- [Extrait du document]
•••••
La réaction a été stupéfiante aux Pays-Bas : « L’Allemagne n’était-elle pas contre le soutien à la Grèce ? Si oui, alors pourquoi Merkel aurait-elle soudainement soutenu le financement de toute l’Europe du Sud ? Les Pays-Bas étaient en colère, et le Premier ministre néerlandais Mark Rutte a par conséquent condamné le plan. Pourquoi le gouvernement néerlandais était-il si contrarié ? Était-ce parce qu’il ne savaient pas à quel point le paysage politique avait soudainement changé ? N’avait-il pas vu cela venir ?
Le 23 juin 2016, le référendum au sujet du Brexit a eu lieu. Son résultat est connu : une petite majorité de Britanniques ont choisi de quitter l’UE. Le deuxième grand événement a eu lieu le 8 novembre 2016, avec l’élection de Donald Trump. Et dans ce nouveau paysage géopolitique, Macron a remporté les élections françaises le 7 mai 2017.
Macron a eu une vision claire dès le début. Le 26 septembre 2017, par exemple, il prononce son discours à la Sorbonne :
« Je suis venu vous parler de l’Europe. « Encore », s’exclameront certains. Il faudra juste que les gens s’y habituent, parce que je ne cesserai pas d’en parler. Parce que c’est là que se situe notre combat, notre histoire, notre identité, notre horizon, ce qui nous protège et nous donne un avenir.
Le tabou allemand, ce sont les transferts financiers, le tabou français, c’est la modification des traités. A terme, si nous tenons à l’Europe, les deux arriveront, je veux rassurer tout le monde, mais nous devons cesser d’avoir peur de nos concitoyens.
•••••
- [Entrées de données]
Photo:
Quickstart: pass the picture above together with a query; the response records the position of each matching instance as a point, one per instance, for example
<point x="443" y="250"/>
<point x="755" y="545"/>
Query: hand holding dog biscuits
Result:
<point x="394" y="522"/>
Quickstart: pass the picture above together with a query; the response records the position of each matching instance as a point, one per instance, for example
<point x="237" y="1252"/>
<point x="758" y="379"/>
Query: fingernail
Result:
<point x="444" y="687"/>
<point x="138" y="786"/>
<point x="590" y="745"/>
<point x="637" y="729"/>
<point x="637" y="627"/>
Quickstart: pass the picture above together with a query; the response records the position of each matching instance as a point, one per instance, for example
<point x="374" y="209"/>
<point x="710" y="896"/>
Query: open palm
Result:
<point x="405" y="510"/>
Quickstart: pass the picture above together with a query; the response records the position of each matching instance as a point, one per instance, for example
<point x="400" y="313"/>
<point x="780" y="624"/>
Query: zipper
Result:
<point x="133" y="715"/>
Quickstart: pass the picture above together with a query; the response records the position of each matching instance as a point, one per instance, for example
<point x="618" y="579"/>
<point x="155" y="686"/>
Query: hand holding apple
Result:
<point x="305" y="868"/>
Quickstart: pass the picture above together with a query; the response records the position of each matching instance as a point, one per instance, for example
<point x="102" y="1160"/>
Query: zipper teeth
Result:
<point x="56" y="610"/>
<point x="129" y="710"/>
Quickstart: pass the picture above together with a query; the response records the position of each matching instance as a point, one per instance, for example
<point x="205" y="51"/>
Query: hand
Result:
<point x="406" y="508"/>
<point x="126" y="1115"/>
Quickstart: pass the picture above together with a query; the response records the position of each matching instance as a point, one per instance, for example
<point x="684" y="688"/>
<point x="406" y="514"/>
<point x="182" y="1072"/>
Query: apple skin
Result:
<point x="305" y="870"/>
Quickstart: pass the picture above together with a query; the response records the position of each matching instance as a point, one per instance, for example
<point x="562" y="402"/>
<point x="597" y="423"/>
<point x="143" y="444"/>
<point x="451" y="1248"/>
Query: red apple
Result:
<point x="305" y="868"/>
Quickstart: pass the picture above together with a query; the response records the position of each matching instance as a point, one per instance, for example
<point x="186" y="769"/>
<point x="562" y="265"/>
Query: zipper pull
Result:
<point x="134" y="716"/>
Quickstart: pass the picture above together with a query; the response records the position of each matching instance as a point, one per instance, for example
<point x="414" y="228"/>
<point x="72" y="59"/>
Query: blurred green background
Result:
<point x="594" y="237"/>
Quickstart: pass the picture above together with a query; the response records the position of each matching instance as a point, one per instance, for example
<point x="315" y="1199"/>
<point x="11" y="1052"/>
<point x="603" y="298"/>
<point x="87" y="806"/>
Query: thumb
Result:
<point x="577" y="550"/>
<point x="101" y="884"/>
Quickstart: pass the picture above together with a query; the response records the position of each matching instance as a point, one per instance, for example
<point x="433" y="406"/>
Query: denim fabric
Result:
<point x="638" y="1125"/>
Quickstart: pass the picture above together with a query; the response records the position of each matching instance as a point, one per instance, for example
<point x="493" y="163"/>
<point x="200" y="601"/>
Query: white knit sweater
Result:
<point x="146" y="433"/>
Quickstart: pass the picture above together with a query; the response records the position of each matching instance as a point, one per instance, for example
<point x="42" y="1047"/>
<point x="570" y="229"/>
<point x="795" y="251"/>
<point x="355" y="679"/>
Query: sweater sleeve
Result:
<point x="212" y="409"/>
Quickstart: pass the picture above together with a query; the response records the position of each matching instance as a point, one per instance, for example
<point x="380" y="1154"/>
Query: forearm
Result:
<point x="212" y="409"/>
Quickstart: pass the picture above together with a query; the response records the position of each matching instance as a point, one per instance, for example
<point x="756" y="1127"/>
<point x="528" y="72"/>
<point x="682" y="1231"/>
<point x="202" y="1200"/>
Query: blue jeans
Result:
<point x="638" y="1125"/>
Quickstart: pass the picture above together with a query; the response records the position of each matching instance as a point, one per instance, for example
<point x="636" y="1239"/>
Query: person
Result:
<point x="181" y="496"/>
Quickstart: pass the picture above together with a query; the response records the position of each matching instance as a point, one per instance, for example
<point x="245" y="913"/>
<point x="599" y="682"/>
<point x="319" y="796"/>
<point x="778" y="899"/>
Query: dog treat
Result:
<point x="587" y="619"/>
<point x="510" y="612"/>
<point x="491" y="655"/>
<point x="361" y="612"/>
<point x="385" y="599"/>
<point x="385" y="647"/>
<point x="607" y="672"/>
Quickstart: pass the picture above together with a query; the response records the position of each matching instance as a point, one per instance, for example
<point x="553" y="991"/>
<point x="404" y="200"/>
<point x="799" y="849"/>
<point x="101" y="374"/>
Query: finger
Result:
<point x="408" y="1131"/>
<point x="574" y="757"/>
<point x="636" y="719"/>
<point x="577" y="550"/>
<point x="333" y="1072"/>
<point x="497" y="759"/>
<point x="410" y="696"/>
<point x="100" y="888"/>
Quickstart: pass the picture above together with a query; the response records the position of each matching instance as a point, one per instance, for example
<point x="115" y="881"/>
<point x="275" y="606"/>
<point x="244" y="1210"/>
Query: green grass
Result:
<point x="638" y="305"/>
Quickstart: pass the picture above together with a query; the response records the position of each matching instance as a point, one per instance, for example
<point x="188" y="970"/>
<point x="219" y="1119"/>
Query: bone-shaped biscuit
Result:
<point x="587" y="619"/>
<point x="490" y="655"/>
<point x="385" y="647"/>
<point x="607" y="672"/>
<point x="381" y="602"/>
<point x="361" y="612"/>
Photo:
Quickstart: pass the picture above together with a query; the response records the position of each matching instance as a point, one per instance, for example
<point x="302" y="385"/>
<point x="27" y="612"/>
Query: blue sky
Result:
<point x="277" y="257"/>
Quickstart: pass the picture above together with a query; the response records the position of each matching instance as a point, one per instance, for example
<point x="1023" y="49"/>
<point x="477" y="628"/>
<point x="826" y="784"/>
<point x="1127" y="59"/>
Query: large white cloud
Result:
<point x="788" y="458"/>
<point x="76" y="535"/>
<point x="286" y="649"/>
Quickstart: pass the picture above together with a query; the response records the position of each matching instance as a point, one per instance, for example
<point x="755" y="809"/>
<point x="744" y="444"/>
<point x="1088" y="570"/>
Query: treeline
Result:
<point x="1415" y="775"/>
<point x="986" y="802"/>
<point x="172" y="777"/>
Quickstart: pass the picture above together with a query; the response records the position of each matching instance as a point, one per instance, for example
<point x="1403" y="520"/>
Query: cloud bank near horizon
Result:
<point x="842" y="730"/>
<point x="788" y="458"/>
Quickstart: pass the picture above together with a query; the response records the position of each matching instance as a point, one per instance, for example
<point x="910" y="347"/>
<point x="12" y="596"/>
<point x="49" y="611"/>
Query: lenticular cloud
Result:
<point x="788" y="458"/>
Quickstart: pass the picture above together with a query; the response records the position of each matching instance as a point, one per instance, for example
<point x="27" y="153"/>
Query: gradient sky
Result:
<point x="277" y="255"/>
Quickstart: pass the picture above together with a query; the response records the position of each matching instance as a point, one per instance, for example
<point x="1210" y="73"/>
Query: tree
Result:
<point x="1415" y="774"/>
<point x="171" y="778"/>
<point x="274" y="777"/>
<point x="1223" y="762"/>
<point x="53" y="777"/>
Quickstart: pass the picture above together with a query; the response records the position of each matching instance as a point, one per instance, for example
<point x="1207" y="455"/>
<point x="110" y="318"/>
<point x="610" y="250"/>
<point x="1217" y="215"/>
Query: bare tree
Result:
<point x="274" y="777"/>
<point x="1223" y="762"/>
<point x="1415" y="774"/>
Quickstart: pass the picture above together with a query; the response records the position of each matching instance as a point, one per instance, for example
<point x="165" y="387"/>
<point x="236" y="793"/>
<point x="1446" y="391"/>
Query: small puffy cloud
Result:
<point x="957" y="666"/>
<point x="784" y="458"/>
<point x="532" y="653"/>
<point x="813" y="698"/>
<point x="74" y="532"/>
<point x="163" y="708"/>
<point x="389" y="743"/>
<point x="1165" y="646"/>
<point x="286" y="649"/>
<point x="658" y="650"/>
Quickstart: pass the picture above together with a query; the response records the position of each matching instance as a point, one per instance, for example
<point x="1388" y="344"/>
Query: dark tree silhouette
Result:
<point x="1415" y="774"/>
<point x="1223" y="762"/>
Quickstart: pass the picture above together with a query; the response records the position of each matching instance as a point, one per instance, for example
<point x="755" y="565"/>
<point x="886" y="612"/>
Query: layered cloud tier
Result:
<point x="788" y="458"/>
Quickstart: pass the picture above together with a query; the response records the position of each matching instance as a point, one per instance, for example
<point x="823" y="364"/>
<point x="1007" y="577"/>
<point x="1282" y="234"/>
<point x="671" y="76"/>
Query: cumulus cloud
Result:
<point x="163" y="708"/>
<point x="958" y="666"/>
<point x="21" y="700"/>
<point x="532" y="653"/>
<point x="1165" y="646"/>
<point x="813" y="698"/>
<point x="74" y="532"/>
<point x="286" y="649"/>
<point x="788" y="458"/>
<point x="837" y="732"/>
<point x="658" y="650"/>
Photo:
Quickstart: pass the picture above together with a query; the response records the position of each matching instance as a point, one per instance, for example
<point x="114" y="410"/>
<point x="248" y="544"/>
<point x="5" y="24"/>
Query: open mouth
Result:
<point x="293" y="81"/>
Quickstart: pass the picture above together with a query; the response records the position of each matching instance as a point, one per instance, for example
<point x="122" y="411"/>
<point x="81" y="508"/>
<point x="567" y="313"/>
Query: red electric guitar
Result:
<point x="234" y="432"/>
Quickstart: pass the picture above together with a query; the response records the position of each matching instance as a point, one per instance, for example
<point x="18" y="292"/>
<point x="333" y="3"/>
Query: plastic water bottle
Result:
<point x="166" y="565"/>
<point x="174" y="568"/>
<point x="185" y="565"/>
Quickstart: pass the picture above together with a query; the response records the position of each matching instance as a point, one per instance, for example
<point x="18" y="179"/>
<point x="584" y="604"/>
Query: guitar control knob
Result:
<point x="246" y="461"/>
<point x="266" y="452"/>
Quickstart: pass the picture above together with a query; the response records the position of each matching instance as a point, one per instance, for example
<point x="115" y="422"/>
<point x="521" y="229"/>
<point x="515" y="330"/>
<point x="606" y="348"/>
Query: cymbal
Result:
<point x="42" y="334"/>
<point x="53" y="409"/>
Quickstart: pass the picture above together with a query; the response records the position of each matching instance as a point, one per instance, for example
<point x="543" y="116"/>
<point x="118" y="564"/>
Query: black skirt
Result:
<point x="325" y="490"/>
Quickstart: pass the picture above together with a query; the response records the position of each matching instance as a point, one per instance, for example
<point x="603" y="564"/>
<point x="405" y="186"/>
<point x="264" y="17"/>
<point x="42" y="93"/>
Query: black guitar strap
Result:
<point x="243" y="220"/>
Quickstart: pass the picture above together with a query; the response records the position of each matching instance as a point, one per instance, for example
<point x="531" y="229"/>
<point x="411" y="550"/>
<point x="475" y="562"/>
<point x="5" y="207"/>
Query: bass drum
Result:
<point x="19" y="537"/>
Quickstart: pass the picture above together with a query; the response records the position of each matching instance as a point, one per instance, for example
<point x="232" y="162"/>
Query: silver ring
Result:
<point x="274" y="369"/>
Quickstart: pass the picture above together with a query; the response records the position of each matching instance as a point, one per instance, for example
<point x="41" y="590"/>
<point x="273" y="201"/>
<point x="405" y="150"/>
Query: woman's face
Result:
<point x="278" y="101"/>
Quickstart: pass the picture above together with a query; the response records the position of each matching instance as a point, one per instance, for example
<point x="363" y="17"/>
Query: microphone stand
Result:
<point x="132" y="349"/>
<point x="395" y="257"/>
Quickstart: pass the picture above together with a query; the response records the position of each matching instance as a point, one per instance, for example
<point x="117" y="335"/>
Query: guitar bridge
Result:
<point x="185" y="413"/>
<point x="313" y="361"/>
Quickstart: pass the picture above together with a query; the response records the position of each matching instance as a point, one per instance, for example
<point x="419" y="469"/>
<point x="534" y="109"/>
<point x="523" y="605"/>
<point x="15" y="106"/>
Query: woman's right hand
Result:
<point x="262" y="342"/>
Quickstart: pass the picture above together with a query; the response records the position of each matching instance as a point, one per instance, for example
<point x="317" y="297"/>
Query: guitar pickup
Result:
•••••
- [Consigne 1]
D'après l'extrait, à quelle date Macron a-t-il prononcé son discours à la Sorbonne ?
- [Consigne 2]
Relevez dans l'extrait le passage allant de « Le tabou allemand, ce » à « de nos concitoyens. », ces deux bornes incluses.

- [Réponse finale 1]
Le 26 septembre 2017.

- [Réponse finale 2]
Le tabou allemand, ce sont les transferts financiers, le tabou français, c’est la modification des traités. A terme, si nous tenons à l’Europe, les deux arriveront, je veux rassurer tout le monde, mais nous devons cesser d’avoir peur de nos concitoyens.